Record list:
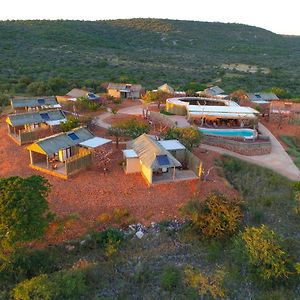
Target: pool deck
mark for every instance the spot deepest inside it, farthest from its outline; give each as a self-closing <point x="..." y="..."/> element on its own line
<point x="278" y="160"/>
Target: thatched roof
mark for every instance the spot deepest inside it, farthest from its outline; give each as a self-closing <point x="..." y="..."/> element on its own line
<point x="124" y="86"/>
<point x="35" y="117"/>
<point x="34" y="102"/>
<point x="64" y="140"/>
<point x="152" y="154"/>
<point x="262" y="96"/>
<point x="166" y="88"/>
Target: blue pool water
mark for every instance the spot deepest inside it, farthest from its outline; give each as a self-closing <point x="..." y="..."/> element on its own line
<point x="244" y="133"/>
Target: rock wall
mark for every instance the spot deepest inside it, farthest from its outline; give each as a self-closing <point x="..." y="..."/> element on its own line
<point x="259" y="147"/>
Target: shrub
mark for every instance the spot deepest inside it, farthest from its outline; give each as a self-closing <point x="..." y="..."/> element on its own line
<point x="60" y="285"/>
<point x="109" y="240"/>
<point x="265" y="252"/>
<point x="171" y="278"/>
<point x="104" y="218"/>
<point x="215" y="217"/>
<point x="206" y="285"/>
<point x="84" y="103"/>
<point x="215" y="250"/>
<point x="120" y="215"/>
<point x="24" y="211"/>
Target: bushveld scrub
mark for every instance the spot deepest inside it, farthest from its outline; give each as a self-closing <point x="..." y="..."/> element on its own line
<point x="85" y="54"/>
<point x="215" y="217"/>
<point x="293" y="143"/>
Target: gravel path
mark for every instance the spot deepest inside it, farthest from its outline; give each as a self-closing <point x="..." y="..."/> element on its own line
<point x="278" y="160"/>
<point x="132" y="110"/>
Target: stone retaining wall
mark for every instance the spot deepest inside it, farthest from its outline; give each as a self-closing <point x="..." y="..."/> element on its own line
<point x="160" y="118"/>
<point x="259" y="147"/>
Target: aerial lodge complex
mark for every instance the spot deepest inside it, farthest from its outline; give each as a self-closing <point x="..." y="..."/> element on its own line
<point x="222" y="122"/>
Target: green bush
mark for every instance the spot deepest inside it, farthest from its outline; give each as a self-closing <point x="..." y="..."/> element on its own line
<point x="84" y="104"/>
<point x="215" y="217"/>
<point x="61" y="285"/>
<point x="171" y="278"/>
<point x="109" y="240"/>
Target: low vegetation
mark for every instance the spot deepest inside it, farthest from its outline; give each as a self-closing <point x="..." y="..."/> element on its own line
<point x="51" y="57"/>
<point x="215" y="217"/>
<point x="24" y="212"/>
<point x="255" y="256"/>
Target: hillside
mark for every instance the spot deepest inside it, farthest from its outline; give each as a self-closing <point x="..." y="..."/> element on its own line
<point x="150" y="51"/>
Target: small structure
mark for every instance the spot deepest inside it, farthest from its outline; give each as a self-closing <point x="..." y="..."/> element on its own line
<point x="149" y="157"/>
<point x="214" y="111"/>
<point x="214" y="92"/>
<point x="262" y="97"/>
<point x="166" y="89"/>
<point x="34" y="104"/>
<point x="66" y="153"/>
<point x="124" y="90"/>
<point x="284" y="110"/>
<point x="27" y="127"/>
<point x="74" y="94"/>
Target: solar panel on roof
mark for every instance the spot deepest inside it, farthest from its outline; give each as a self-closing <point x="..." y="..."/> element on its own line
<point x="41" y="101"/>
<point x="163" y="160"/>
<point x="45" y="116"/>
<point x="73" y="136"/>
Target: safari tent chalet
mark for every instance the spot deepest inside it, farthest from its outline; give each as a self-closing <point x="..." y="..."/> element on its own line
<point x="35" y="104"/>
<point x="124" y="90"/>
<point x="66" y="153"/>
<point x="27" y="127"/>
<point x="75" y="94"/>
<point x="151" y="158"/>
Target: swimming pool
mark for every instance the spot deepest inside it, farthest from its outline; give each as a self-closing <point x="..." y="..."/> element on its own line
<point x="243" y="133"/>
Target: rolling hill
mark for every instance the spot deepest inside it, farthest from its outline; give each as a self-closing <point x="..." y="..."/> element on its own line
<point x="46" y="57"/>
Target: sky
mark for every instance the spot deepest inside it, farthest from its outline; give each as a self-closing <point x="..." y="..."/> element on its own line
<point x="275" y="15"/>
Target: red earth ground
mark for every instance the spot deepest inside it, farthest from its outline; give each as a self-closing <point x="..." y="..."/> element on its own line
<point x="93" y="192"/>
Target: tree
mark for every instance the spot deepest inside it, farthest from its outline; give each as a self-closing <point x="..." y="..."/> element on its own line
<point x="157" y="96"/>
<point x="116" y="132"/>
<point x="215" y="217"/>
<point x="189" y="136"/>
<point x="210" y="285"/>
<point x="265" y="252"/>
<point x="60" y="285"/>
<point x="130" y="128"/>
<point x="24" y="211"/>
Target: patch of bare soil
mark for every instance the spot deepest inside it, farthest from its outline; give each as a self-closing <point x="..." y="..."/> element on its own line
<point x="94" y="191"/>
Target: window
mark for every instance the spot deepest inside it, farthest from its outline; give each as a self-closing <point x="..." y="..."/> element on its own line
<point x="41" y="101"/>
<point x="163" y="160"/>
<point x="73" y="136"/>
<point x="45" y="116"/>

Requirement: Transcribe the records above verbatim. Do not carry over any picture.

Final answer:
Target: pool deck
mark for every instance the spot deepest inside it, farthest from its outline; give each as a self-closing <point x="..." y="..."/> element on its own line
<point x="278" y="160"/>
Target: thatched roof
mark for every instance the spot deepest inside it, farthest from its outline; give each as a self-closing <point x="..." y="..."/> element on its own line
<point x="124" y="86"/>
<point x="35" y="117"/>
<point x="34" y="102"/>
<point x="64" y="140"/>
<point x="152" y="154"/>
<point x="262" y="96"/>
<point x="166" y="88"/>
Target: blue pool water
mark for every instance the spot deepest inside it, farthest from its outline; give each as a self-closing <point x="..." y="..."/> element on its own line
<point x="244" y="133"/>
Target: rock wall
mark for every instance the spot deepest inside it, farthest from its outline; give each as a self-closing <point x="..." y="..."/> element on its own line
<point x="259" y="147"/>
Target: shrub
mark for every instance the spot deepest inside it, farthest from its outline; give each as a self-closing <point x="..." y="..."/> element on its own line
<point x="60" y="285"/>
<point x="109" y="240"/>
<point x="265" y="252"/>
<point x="171" y="278"/>
<point x="104" y="218"/>
<point x="215" y="217"/>
<point x="206" y="285"/>
<point x="84" y="103"/>
<point x="215" y="250"/>
<point x="120" y="215"/>
<point x="24" y="211"/>
Target: bushveld scrub
mark for every instance the spot deepest inside it, farthest from its outline; give each as a self-closing <point x="..." y="..."/> element on its own line
<point x="85" y="54"/>
<point x="215" y="217"/>
<point x="293" y="143"/>
Target: gravel path
mark for every instance the spot deepest inside it, farthest from its outline; give each as a self-closing <point x="..." y="..."/> element on its own line
<point x="278" y="160"/>
<point x="132" y="110"/>
Target: stone retaining wall
mark for every instance the spot deepest inside it, farthest from its outline; give each as a self-closing <point x="..." y="..."/> element on its own line
<point x="160" y="118"/>
<point x="259" y="147"/>
Target: aerial lodge complex
mark for every instance the spot deepest inside it, farthest from its outline; give each as a self-closing <point x="..." y="..."/> element on its own line
<point x="222" y="122"/>
Target: green bush
mark for every instance the spot deepest inside it, farthest from its outline; give each as a self-closing <point x="..." y="..."/> element on its own line
<point x="84" y="104"/>
<point x="215" y="217"/>
<point x="61" y="285"/>
<point x="171" y="278"/>
<point x="109" y="240"/>
Target: low vegetation
mark for every instance the spot deepest inside it, farthest from its outline; give each as a self-closing <point x="..." y="..."/> element on its own line
<point x="51" y="57"/>
<point x="215" y="217"/>
<point x="24" y="212"/>
<point x="255" y="256"/>
Target: hillside
mark for every instance the spot deepest inside it, farthest from its outline; give each as a self-closing <point x="..." y="..."/> element on its own line
<point x="150" y="51"/>
Target: small structure
mark for every instance the spot deepest inside it, farthest from its outline; give each as a self-closing <point x="..." y="..."/> element on its own line
<point x="149" y="157"/>
<point x="214" y="111"/>
<point x="214" y="92"/>
<point x="262" y="97"/>
<point x="166" y="89"/>
<point x="34" y="104"/>
<point x="66" y="153"/>
<point x="124" y="90"/>
<point x="284" y="110"/>
<point x="27" y="127"/>
<point x="74" y="94"/>
Target: solar panel on roof
mark for every instance the spot deepest inside it, farthest from its outline; give each as a self-closing <point x="..." y="..."/> element on its own line
<point x="41" y="101"/>
<point x="163" y="160"/>
<point x="45" y="116"/>
<point x="73" y="136"/>
Target: safari tent chalet
mark for every instance the spot deepest inside it, farthest from its outline; give each as a self-closing <point x="..." y="..."/> element on its own line
<point x="35" y="104"/>
<point x="124" y="90"/>
<point x="66" y="153"/>
<point x="27" y="127"/>
<point x="75" y="94"/>
<point x="151" y="158"/>
Target: swimming pool
mark for every instance the spot deepest inside it, farthest from its outline; give each as a self-closing <point x="..." y="..."/> element on its own line
<point x="243" y="133"/>
Target: rolling hill
mark for every instance the spot deepest inside it, farthest from its outline; give each as a self-closing <point x="..." y="..."/> element on its own line
<point x="46" y="57"/>
Target: sky
mark for every instance the spot deepest inside it, farthest from its outline; give each as a self-closing <point x="..." y="..."/> element on its own line
<point x="275" y="15"/>
Target: red earth ground
mark for every instance the spot deepest inside it, farthest from its outline; give each as a self-closing <point x="..." y="..."/> element on its own line
<point x="93" y="192"/>
Target: tree
mark for every instance the spot deepest inside it, farthest from its outline; give each as a self-closing <point x="..." y="..."/> element on its own line
<point x="157" y="96"/>
<point x="116" y="132"/>
<point x="215" y="217"/>
<point x="189" y="136"/>
<point x="210" y="285"/>
<point x="265" y="252"/>
<point x="60" y="285"/>
<point x="130" y="128"/>
<point x="24" y="211"/>
Target: patch of bare soil
mark for every instance the spot deepest inside it, farthest from its outline; give each as a self-closing <point x="..." y="..."/> element on its own line
<point x="94" y="191"/>
Target: window
mark for every instance the spot deepest inside it, farthest from its outline; give each as a self-closing <point x="..." y="..."/> element on its own line
<point x="41" y="101"/>
<point x="163" y="160"/>
<point x="73" y="136"/>
<point x="45" y="116"/>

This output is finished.